▸ **Exercise goal**:
Copy the lines from the one containing "# target: white triangle artwork" through the one containing "M 450 230 L", replacing "triangle" with "pyramid" and changing nothing else.

▸ **Listing**:
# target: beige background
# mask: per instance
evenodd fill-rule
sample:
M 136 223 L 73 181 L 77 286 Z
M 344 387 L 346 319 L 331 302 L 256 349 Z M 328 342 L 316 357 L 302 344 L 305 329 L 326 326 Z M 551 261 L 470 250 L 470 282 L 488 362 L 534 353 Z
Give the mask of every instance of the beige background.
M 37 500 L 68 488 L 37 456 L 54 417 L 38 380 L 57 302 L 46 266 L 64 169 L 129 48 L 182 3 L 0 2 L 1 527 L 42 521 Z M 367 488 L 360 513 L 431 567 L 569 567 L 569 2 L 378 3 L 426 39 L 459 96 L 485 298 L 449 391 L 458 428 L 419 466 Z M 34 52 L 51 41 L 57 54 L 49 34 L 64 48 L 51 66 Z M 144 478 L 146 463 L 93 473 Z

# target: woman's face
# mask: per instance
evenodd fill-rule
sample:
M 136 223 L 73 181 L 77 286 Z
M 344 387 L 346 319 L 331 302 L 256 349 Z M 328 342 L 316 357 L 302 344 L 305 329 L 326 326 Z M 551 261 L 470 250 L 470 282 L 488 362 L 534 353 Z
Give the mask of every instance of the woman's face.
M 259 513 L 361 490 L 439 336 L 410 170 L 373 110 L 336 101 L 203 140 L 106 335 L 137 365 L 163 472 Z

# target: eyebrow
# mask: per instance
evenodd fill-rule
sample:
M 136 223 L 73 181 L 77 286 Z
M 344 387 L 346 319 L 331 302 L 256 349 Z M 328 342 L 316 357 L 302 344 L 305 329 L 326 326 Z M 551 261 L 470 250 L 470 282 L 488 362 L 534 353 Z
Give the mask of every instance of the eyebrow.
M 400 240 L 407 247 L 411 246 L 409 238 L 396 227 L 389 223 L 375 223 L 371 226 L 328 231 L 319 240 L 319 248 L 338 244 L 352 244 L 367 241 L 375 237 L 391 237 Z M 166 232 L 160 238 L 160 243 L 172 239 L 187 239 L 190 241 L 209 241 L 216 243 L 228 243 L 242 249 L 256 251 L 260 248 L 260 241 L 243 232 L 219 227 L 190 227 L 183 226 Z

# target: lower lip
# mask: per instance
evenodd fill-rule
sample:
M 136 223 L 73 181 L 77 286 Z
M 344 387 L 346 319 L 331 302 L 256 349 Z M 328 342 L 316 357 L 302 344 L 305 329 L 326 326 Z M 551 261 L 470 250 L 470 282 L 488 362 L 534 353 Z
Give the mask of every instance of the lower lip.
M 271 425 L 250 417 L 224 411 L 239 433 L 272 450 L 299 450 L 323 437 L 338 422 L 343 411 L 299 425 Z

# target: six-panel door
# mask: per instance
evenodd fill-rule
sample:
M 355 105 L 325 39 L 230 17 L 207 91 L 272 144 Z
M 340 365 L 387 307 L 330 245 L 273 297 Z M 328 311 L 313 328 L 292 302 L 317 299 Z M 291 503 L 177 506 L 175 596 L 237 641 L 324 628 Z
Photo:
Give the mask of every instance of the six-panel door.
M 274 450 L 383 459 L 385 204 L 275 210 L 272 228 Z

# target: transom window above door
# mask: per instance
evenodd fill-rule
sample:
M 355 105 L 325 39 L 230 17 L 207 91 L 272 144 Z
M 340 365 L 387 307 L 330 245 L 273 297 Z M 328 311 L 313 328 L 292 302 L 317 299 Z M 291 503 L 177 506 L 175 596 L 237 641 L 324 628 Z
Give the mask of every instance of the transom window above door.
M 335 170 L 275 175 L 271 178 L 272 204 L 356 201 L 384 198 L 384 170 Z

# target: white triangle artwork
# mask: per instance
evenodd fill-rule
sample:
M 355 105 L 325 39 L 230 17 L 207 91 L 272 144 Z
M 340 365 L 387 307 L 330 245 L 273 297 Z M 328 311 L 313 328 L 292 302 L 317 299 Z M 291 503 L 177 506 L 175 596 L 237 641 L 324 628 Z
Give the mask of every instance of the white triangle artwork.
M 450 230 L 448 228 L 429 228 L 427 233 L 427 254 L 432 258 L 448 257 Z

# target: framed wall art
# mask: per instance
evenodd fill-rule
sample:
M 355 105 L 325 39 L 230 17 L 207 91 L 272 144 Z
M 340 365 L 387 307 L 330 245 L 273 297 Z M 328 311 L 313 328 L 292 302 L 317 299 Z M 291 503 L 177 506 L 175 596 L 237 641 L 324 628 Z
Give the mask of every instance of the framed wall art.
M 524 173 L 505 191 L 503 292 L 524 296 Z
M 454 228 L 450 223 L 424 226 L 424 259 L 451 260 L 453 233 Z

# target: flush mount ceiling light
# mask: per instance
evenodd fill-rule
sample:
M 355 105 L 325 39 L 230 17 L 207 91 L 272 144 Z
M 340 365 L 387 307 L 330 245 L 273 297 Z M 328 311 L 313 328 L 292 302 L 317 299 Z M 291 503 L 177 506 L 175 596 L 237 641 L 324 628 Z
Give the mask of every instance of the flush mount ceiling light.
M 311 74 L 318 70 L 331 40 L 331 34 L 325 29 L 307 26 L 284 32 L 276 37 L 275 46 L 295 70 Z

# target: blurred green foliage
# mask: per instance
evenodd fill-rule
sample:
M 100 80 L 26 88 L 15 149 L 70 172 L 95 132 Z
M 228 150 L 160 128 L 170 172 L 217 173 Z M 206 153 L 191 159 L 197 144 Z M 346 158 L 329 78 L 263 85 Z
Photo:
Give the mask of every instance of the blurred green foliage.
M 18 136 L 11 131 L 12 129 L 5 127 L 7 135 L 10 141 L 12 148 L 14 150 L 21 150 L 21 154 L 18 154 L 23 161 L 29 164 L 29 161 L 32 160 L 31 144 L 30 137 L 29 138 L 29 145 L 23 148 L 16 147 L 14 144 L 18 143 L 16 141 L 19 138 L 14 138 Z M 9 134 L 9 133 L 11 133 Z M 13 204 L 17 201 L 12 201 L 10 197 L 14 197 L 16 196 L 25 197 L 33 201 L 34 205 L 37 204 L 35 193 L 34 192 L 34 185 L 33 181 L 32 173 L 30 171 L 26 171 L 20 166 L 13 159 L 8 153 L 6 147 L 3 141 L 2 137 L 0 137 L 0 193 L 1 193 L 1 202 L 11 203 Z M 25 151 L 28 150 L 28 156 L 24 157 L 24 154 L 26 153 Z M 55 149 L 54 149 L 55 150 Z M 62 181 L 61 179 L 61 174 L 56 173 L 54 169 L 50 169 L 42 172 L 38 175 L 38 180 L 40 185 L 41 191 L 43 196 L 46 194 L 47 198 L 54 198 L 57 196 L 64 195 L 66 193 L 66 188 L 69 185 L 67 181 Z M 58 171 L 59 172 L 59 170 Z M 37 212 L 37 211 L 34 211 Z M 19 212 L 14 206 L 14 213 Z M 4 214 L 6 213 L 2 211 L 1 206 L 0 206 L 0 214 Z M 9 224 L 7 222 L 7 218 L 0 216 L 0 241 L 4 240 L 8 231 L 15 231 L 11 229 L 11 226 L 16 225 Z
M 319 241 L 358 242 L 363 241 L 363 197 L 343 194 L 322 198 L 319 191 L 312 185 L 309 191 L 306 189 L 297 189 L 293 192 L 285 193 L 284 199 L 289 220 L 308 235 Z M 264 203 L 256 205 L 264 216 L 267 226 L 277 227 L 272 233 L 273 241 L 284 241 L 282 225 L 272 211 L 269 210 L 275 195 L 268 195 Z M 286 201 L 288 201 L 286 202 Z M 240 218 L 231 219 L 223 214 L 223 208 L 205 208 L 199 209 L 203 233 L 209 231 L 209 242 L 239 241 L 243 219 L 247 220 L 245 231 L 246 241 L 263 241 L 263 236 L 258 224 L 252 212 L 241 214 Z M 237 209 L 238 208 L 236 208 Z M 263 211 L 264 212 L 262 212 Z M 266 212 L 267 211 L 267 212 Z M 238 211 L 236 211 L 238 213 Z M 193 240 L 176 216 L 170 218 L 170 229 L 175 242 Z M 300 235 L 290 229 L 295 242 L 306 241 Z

▸ **Answer to the problem**:
# target: white pyramid artwork
# mask: per instance
evenodd fill-rule
sample:
M 355 105 L 325 39 L 230 17 L 207 91 L 272 144 Z
M 340 365 L 387 307 L 330 245 L 273 297 Z M 328 311 L 313 328 L 292 302 L 317 299 Z M 291 503 L 177 506 L 175 596 L 237 641 L 324 628 Z
Give the mask of every instance of the white pyramid artwork.
M 450 230 L 448 228 L 429 228 L 427 233 L 427 254 L 432 258 L 448 257 Z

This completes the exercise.